**Selected extract:**
Bees have seen an alarming decline due to diseases, climate change, and habitat loss, yet their part in the ecosystem is crucial: around 90% of the planet’s plants rely on animals for pollination, and bees provide the most important pollination service. Their loss would cause dramatic and far-reaching impacts, including the ability of humans to grow crops.

Understanding that disease is a major contributing factor to their decline, scientists from Kew Gardens and Royal Holloway University focused on how to protect bees against disease, studying several different UK plants to understand the medicinal properties of their nectar.

They found that the species with the highest medicinal value was also the UK’s second most productive nectar plant — heather.

A chemical within Calluna heather called callunene was found to act as a natural ‘bumblebee medicine’, protecting bees against a harmful parasite called Crithidia bombi, common among bumblebees, which can be transmitted between bees on flowers or within the nest.

Heather in bloom on heathland at Roseberry Topping in the North York Moors. © Julian Elliott Photography/Getty
Heather in bloom on heathland at Roseberry Topping in the North York Moors. © Julian Elliott Photography/Getty

The findings highlight the importance of protecting plants such as heather to prevent the decline of bees. Heather is abundant on heathlands across Great Britain and Europe, so the value of the nectar from heather could be very important for European bumblebees. However, heather is currently facing rapid decline across Europe, largely due to changes in land use. According to The Wildlife Trust, around 85% of lowland heathland in UK has been lost over the last 150 years, due to agricultural development.

Dr Hauke Koch, biologist at the Royal Botanic Gardens, Kew, explains: “Protecting heathlands is very important to conserve the high biodiversity found in this habitat. Our work shows that heathlands may be even more valuable than previously thought, by providing wild bumblebees with a natural medicinal nectar as protection against a major parasite. The global decline of plant diversity could mean that pollinators are losing many other health-promoting plants without us realising it. We need to further study the importance of plant diversity for pollinator health, and ensure that key beneficial plants like heather are protected in their natural environment.”

**Exercise instructions:**
(1) Rewrite the passage on bees and heather starting with "Understanding that disease" and going on through "plant — heather.", putting "Royal Botanic Gardens, Kew" in place of "Kew Gardens".
(2) Please extend the passage on bees and heather past its final sentence.

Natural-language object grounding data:
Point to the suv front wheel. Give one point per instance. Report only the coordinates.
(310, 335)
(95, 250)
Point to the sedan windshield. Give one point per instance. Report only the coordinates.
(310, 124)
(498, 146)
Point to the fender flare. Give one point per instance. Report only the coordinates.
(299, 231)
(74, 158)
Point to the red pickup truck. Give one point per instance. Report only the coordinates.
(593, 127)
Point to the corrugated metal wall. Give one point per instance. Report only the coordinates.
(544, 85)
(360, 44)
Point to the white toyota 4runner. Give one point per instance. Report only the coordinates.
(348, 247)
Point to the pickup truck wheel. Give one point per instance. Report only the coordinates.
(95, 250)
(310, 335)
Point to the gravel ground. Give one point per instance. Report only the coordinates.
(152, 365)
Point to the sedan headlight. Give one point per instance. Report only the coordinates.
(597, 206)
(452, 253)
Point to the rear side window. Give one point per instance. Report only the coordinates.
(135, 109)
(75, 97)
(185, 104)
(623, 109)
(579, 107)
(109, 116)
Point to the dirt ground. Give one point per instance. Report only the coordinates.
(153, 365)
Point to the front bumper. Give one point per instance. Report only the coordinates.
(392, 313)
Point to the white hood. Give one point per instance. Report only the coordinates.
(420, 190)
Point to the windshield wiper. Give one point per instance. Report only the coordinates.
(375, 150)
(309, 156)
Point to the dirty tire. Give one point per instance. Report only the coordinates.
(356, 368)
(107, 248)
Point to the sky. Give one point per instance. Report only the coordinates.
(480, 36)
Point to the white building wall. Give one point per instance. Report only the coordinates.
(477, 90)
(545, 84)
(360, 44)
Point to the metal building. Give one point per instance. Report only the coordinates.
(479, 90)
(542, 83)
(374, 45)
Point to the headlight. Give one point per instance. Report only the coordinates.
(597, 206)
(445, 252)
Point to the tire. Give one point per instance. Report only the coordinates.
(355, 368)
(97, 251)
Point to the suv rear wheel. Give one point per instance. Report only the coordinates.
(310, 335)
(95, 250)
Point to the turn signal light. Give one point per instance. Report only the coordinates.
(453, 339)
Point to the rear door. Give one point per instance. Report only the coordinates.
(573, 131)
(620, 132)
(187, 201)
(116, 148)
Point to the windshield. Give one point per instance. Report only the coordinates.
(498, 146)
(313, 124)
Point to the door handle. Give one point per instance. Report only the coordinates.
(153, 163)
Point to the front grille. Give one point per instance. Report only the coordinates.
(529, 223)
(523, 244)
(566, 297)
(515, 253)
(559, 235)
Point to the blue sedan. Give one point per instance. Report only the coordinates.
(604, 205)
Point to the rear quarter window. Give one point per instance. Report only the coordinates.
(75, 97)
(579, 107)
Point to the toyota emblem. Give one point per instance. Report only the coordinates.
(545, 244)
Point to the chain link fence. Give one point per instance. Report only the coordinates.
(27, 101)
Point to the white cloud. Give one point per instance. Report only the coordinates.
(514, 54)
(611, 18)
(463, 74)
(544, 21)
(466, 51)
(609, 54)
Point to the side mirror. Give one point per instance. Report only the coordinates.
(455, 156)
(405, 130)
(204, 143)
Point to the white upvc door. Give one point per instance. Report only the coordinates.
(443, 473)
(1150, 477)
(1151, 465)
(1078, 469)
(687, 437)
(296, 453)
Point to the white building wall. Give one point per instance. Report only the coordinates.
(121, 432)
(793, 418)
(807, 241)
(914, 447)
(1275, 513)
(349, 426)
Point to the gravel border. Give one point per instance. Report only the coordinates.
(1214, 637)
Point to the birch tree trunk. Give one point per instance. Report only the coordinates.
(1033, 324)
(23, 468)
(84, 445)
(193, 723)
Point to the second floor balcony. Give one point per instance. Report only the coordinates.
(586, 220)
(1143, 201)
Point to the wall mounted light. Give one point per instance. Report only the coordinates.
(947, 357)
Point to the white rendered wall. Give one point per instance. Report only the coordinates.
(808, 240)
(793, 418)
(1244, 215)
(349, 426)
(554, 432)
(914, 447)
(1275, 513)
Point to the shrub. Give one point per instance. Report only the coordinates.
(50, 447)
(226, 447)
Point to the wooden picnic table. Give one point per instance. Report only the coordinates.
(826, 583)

**Answers for the tasks:**
(1)
Understanding that disease is a major contributing factor to their decline, scientists from Royal Botanic Gardens, Kew and Royal Holloway University focused on how to protect bees against disease, studying several different UK plants to understand the medicinal properties of their nectar.

They found that the species with the highest medicinal value was also the UK’s second most productive nectar plant — heather.

(2)
As well as collecting pollen and nectar, bumblebees can also commonly pick up parasites from flowers. © Peter Atkinson/Getty
As well as collecting pollen and nectar, bumblebees can also pick up parasites when they visit flowers. © Peter Atkinson/Getty

The research is part of a wider project investigating nectar and pollen in a range of plants in different environments, in order to understand how their nutritional and medicinal properties could benefit pollinators. Conserving plants that are the most beneficial to pollinators could be their first line of defence in an ever-changing environment.

“We often assume that flower abundance is the single important factor in renovating our natural landscapes, but our work shows that we need to know more about the specific benefits that pollinators acquire from different plant species, so that we can manage existing habitats and improve others more effectively,” said Professor Phil Stevenson, plant chemist at Royal Botanic Gardens, Kew.

“Conserving heathlands may be of greater value to pollinators than previously thought, owing to this medicinal quality," Stevenson adds. "Our work on pollinators at Kew highlights the importance of research to fully understand how landscapes can be improved with plants that have known specific benefit to bees.”